## Task inputs

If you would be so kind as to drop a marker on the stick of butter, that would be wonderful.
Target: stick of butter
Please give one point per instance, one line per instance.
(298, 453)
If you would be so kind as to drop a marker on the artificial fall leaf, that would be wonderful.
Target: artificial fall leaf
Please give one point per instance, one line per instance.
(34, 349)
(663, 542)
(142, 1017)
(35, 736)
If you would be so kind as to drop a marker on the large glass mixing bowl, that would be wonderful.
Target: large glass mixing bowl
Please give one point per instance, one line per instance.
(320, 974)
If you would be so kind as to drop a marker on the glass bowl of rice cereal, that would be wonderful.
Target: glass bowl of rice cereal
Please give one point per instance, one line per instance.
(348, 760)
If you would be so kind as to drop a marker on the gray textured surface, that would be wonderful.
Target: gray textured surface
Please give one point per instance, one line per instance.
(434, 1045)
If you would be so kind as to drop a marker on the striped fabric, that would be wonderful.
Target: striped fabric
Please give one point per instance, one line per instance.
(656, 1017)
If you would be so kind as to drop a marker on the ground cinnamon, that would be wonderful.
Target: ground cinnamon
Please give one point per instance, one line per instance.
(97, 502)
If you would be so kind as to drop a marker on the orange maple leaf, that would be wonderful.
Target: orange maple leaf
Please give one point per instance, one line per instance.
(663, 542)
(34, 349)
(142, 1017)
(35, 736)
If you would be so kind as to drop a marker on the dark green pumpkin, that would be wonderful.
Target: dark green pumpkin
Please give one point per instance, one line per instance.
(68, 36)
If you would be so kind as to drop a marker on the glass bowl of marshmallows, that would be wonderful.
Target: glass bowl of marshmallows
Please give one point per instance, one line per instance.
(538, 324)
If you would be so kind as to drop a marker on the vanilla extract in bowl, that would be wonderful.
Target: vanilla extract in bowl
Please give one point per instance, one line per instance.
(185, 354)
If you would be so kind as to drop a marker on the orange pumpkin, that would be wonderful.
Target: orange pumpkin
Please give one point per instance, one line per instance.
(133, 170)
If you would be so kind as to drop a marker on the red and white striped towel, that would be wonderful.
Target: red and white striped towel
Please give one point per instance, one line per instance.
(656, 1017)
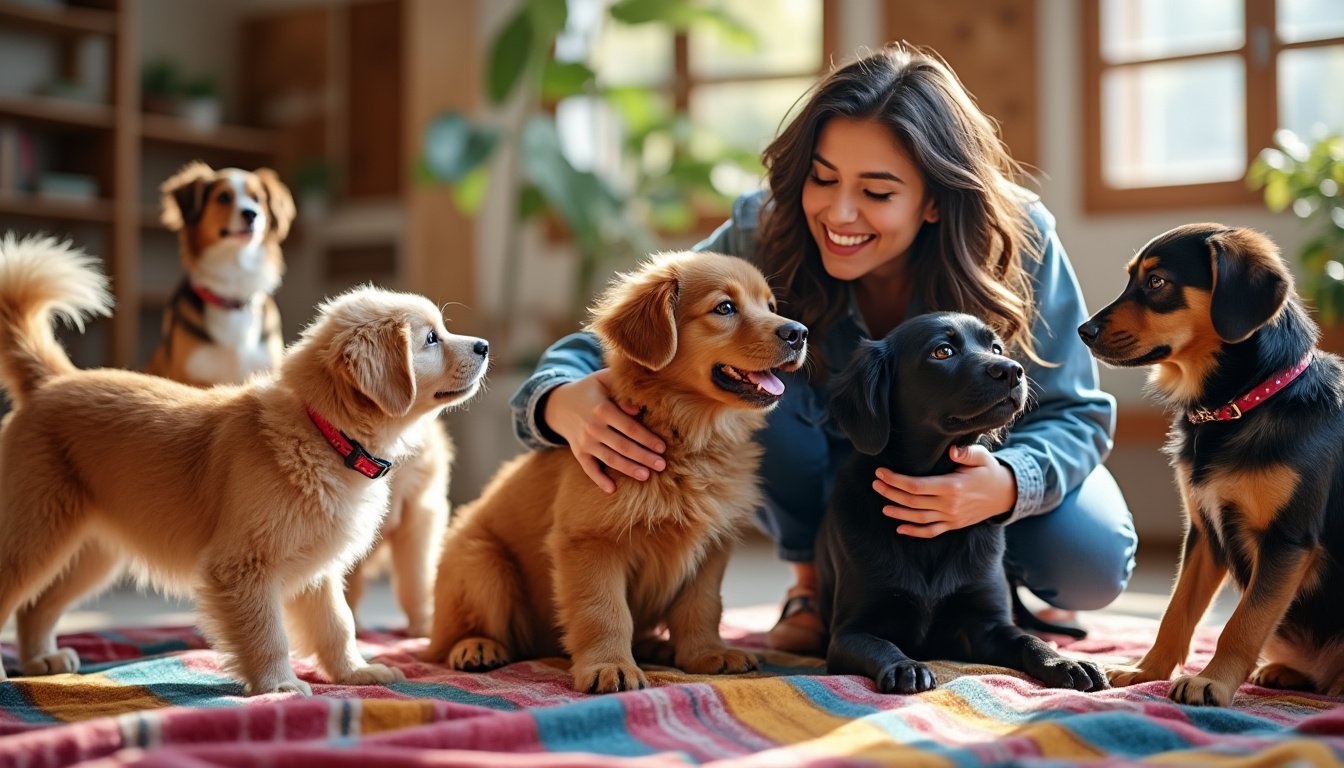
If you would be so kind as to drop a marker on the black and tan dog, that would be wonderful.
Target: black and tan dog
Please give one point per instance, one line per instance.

## Requirement
The lines from the top of the data above down to the line containing "fall leaf, that would be wonderful." are to be copied exactly; no other line should appear.

## Answer box
If you would be so kind as to drop a marker on the stick of butter, that would be wonderful.
Target: stick of butter
Please give one point per instance, one line per instance.
(298, 453)
If you would be so kind as to drop a marker on the artificial fall leaf, that would be wonderful.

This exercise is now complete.